Article =>
===============

Turning to customs duties (currently the most important single source of revenue), further improving the customs administration and containing corruption will be a priority and continuing robust increases in customs collections, as seen in the first half of 2017, would support overall revenue growth. In addition to the role of import tariffs in raising revenue, they can also be an instrument, if used judiciously and in moderation, for protecting and nurturing the development of domestic production. While high tariffs would be inappropriate, ineffective and most likely would further encourage smuggling, it does not make sense to cut tariffs and provide no protection at all for goods which Afghanistan is producing domestically, where it has some, at least, potential comparative advantage and where the economy has a capacity for a supply response (ie the right incentives would stimulate greater production). Many agricultural products fit this bill and, moreover, Afghanistan does currently import very large amounts of agricultural goods (some of them implicitly or explicitly subsidised by the exporting country).

===============

Goal => Please state what the passage on Afghan revenue names as currently the most important single source of revenue.

Information given =>
===============

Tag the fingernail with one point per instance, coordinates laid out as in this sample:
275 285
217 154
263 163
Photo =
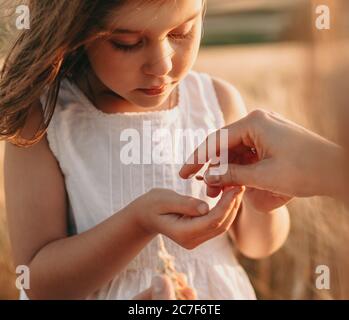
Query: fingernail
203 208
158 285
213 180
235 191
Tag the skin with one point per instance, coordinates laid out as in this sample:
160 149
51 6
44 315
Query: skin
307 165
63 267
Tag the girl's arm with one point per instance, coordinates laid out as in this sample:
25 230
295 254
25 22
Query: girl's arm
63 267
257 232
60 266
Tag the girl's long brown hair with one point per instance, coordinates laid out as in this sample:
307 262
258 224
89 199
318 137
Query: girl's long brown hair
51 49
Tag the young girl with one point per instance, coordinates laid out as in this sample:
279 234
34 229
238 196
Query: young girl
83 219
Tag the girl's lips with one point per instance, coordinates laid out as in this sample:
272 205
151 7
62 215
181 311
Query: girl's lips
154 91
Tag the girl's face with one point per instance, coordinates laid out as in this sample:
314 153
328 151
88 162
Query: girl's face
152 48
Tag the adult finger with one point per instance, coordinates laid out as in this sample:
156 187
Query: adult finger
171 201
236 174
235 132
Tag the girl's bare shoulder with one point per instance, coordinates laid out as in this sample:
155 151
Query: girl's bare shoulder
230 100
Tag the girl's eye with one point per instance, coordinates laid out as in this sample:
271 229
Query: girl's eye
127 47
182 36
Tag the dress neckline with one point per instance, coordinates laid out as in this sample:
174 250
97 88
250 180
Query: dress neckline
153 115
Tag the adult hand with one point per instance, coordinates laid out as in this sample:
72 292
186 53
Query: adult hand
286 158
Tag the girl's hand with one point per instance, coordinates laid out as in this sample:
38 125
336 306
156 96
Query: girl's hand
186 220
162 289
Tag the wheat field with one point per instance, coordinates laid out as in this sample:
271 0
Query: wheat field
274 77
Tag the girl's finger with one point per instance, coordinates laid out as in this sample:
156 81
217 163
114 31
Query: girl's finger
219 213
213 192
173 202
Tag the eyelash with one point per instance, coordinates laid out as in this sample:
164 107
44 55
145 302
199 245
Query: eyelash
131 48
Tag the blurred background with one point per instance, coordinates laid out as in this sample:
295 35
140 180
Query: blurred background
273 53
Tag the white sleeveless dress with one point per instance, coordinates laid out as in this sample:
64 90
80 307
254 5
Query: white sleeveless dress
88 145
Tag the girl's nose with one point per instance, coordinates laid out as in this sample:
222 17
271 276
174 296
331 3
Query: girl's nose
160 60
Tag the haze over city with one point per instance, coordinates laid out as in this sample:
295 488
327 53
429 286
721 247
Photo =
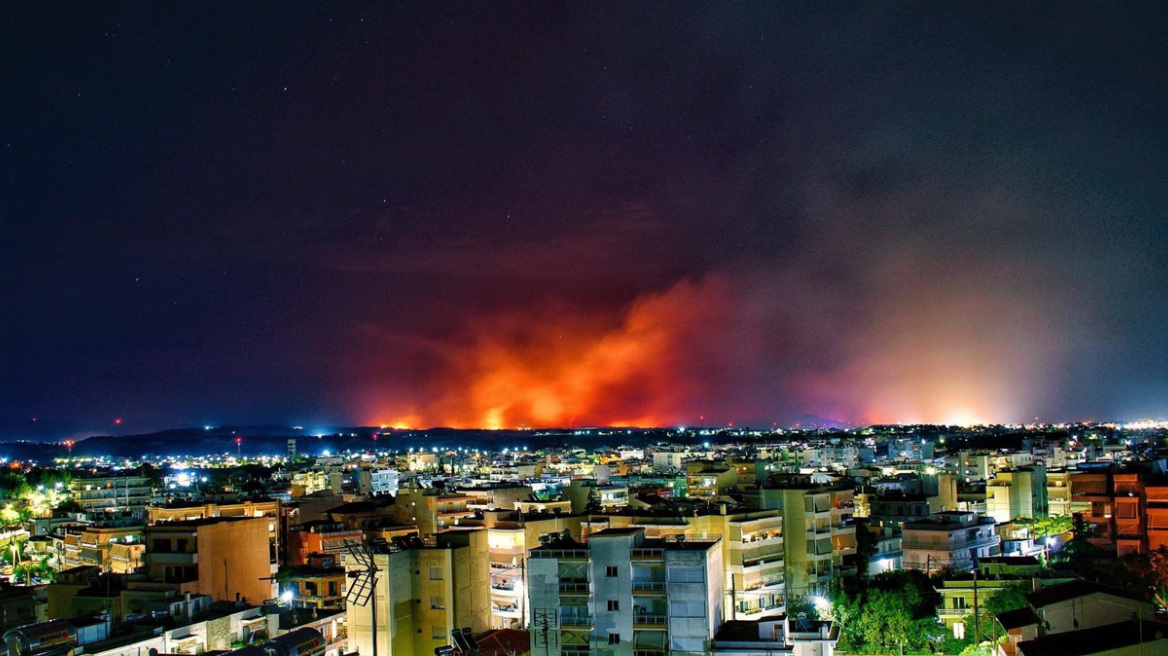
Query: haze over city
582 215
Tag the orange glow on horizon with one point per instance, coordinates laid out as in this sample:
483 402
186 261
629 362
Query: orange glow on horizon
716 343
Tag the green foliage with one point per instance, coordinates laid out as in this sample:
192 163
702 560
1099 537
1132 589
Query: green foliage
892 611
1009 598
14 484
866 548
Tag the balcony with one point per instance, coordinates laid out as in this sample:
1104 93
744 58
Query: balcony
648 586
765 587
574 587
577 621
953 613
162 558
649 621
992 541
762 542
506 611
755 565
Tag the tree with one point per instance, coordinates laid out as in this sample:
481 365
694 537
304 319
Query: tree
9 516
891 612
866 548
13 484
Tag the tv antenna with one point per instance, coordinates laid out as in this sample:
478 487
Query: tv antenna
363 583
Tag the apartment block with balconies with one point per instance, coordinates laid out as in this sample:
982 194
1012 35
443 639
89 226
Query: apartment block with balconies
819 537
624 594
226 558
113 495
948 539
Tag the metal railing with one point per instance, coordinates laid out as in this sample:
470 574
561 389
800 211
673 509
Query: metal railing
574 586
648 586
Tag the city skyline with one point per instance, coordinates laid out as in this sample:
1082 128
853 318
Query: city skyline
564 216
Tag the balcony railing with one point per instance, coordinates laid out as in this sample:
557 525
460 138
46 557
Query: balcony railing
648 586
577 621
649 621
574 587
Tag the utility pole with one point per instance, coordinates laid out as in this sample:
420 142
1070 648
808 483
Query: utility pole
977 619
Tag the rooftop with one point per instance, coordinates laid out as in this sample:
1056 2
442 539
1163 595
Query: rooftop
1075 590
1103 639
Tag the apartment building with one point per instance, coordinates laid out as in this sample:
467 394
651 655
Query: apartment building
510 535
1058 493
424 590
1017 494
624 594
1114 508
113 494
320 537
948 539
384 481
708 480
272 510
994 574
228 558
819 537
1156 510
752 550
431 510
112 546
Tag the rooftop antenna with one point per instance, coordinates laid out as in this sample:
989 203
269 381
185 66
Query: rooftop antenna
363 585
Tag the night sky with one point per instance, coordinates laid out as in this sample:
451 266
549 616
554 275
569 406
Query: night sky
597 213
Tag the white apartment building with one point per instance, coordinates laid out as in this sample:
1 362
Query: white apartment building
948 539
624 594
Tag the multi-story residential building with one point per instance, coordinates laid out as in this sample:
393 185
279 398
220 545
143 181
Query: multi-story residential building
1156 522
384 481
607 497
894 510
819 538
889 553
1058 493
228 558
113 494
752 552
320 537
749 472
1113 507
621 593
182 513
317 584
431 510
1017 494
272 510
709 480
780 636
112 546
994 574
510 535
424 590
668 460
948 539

===============

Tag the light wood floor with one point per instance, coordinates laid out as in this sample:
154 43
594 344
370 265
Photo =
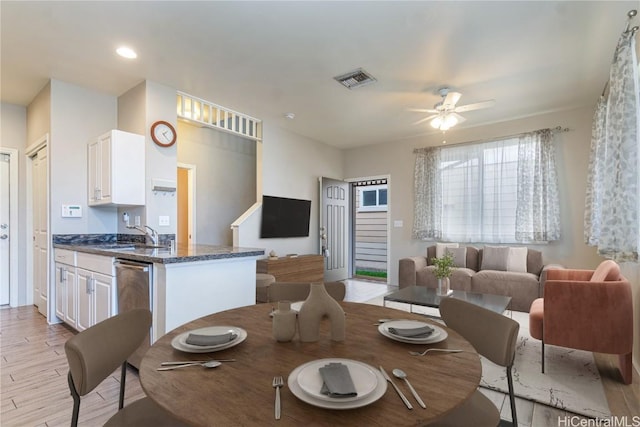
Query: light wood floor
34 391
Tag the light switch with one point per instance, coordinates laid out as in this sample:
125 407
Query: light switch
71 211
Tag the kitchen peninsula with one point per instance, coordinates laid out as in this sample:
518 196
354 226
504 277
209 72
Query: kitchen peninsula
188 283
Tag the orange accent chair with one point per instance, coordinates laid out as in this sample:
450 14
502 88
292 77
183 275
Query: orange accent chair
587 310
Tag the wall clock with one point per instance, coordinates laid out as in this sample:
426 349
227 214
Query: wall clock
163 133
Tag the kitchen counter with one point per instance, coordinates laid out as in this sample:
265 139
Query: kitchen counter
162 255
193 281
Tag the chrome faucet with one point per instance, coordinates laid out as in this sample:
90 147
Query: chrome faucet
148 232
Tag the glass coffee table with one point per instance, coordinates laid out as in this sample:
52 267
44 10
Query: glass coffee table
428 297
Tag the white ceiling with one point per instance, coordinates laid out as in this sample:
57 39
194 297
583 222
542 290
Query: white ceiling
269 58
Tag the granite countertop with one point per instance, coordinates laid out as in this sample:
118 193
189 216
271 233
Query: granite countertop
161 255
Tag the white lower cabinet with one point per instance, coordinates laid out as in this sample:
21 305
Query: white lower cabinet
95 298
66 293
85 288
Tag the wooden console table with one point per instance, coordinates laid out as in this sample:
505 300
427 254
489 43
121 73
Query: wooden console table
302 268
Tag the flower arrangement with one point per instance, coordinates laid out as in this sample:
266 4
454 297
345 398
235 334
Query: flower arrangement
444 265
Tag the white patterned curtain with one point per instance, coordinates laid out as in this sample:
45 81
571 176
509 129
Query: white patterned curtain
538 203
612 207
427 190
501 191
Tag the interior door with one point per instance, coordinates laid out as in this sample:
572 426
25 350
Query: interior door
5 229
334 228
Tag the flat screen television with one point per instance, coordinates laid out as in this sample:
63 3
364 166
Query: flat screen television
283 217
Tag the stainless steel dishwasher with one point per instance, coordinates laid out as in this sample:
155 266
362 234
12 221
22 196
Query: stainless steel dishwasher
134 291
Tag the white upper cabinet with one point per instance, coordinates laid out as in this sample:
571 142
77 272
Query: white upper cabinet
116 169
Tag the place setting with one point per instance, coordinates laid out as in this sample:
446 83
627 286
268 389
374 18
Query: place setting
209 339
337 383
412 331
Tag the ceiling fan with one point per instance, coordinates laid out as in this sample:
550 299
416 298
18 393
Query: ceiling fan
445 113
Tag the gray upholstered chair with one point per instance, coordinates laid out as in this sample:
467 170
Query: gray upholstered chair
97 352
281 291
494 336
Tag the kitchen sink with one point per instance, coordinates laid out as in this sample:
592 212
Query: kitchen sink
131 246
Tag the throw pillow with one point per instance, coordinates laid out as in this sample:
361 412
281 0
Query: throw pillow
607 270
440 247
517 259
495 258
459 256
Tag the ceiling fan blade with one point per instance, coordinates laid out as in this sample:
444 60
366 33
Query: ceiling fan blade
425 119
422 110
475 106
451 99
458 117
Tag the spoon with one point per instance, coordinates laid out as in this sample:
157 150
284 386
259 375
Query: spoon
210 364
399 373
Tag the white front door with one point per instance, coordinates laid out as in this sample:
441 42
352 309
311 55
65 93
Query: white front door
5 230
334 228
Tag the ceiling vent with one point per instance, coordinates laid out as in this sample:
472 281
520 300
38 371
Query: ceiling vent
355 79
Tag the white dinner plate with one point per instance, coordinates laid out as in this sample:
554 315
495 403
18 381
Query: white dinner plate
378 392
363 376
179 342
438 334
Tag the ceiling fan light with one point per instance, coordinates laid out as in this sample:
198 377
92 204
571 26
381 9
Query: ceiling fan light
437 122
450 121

===============

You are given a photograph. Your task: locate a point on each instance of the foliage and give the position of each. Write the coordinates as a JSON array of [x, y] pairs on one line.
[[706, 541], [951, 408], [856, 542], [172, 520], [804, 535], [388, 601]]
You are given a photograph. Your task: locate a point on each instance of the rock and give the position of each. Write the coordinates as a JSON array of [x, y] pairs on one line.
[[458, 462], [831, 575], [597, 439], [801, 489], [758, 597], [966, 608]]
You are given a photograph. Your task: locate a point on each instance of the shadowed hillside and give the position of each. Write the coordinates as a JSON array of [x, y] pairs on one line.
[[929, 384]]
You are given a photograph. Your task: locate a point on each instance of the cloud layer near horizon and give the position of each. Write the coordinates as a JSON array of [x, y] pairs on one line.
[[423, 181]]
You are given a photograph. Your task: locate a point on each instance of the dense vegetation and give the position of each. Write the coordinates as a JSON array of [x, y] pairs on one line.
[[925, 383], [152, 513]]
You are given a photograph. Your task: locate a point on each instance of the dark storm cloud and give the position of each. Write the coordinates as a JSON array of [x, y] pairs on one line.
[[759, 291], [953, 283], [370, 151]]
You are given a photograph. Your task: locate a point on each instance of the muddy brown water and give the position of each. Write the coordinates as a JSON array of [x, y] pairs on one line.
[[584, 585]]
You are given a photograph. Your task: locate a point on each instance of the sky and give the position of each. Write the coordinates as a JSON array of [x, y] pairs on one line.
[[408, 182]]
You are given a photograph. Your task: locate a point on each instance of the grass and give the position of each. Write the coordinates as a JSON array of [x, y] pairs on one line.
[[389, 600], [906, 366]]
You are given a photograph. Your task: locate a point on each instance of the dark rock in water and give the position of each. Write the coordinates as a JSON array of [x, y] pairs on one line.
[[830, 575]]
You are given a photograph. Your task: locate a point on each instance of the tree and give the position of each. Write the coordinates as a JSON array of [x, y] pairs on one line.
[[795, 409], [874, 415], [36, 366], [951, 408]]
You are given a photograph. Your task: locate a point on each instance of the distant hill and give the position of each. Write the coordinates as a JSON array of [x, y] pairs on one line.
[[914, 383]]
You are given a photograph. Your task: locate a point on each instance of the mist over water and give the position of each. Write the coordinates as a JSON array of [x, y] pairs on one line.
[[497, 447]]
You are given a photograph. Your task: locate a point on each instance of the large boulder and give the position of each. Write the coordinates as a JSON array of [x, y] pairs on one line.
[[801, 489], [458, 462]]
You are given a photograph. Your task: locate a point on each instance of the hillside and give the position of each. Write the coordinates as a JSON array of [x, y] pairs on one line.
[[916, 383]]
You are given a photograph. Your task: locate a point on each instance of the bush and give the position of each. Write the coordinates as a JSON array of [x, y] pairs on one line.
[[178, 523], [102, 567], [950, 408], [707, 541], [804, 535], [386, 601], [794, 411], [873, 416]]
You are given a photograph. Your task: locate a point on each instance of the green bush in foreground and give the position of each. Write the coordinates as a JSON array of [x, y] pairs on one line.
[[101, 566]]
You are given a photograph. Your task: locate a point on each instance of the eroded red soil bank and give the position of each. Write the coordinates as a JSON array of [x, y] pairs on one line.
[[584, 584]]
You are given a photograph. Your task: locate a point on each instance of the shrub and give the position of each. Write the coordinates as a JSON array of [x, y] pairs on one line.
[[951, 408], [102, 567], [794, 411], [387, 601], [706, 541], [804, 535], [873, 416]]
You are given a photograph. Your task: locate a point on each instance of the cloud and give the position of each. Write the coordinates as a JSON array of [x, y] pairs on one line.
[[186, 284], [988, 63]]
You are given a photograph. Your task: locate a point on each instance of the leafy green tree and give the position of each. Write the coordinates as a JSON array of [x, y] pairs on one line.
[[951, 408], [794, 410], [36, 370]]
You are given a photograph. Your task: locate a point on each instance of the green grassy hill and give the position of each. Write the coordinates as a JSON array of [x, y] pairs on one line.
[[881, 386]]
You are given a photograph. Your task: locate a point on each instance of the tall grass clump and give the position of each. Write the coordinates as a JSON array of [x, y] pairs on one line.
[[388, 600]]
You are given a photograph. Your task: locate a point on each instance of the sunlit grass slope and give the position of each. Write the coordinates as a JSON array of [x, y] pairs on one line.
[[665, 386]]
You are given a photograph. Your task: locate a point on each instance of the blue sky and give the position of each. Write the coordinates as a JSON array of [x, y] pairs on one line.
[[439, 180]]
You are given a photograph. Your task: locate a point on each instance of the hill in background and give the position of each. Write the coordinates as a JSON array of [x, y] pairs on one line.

===============

Correct output => Customs duties